Task item ::
For each entry below, output it exactly as it stands.

Task input ::
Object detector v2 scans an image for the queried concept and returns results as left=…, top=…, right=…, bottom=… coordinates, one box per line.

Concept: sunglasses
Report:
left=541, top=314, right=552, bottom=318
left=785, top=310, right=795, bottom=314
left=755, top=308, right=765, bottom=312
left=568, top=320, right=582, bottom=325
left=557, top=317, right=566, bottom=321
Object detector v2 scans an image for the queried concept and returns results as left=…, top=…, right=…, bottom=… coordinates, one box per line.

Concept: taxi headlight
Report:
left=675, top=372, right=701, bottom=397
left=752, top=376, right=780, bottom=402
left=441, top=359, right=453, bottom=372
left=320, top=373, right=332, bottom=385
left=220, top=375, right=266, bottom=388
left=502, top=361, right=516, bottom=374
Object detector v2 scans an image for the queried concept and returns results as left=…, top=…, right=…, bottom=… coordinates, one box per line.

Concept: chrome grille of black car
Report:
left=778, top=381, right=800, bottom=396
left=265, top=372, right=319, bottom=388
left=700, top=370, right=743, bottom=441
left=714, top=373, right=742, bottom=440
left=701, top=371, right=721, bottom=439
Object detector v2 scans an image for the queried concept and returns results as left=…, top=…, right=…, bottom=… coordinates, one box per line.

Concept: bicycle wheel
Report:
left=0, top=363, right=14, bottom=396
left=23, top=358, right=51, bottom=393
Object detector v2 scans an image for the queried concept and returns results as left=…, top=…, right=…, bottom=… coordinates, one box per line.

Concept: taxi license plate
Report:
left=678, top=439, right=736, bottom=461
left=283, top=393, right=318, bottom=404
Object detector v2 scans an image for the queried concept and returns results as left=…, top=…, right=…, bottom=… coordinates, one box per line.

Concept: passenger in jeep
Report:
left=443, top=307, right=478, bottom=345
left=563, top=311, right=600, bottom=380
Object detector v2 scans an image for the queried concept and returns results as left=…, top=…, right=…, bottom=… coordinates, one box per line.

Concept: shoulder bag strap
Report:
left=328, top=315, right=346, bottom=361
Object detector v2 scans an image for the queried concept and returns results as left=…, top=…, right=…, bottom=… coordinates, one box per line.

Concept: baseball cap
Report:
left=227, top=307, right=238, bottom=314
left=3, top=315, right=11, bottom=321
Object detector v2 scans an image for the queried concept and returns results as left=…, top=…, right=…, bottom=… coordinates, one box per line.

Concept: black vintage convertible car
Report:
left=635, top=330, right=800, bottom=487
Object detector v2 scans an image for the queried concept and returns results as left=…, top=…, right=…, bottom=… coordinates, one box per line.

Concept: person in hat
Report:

Task solution ::
Object detector v2 scans an image for the queried concept and returns results as left=…, top=…, right=…, bottom=… coordinates, one box per line.

Concept: sunglasses
Report:
left=541, top=314, right=552, bottom=318
left=785, top=310, right=795, bottom=314
left=755, top=308, right=765, bottom=312
left=568, top=320, right=582, bottom=325
left=557, top=317, right=566, bottom=321
Object detector v2 scans an image for the queried concept and returns results as left=…, top=…, right=…, bottom=… coordinates, one box per line.

Concept: taxi headlight
Report:
left=675, top=372, right=701, bottom=397
left=752, top=376, right=780, bottom=402
left=441, top=359, right=453, bottom=372
left=320, top=373, right=332, bottom=385
left=220, top=375, right=266, bottom=388
left=502, top=361, right=516, bottom=374
Object detector v2 scans an image for the queried concept and returns results as left=…, top=…, right=…, bottom=… coordinates, one box per line.

Concept: chrome grille of black car
Report:
left=778, top=381, right=800, bottom=396
left=265, top=372, right=319, bottom=388
left=700, top=370, right=743, bottom=441
left=714, top=373, right=742, bottom=440
left=701, top=371, right=721, bottom=439
Object detector v2 scans an image for the queried concept and returns results as left=…, top=…, right=…, bottom=… coordinates, one box per line.

Concept: bicycle wheel
Report:
left=0, top=363, right=14, bottom=396
left=23, top=358, right=51, bottom=393
Object detector v2 scans an image for the queried concept and returns results as left=…, top=…, right=…, bottom=… coordinates, one box per line.

Concept: taxi license plate
Report:
left=678, top=439, right=736, bottom=461
left=283, top=393, right=318, bottom=404
Object detector v2 scans an image for the queried concept and returns results as left=…, top=…, right=…, bottom=… coordinates, one box per line.

Concept: passenger in jeep
Report:
left=443, top=307, right=478, bottom=345
left=563, top=311, right=600, bottom=380
Object detector v2 scans an image for the queried concept and returns results as left=…, top=…, right=…, bottom=… coordinates, one box per line.

Concept: shoulder bag strap
Report:
left=328, top=315, right=346, bottom=361
Object detector v2 scans an image for the queried concept and returns results as left=…, top=…, right=…, bottom=… coordinates, one box per line.

Concept: baseball cap
Report:
left=227, top=307, right=238, bottom=314
left=3, top=315, right=11, bottom=321
Object detector v2 scans an image for the queried concept and returns results as left=…, top=…, right=…, bottom=… coordinates, one box per line.

Concept: black vintage convertible car
Report:
left=635, top=330, right=800, bottom=487
Object detector v2 scans an image for the queried concept and returns results as left=…, top=…, right=…, bottom=… coordinates, one box per line.

Concept: person in hat
Report:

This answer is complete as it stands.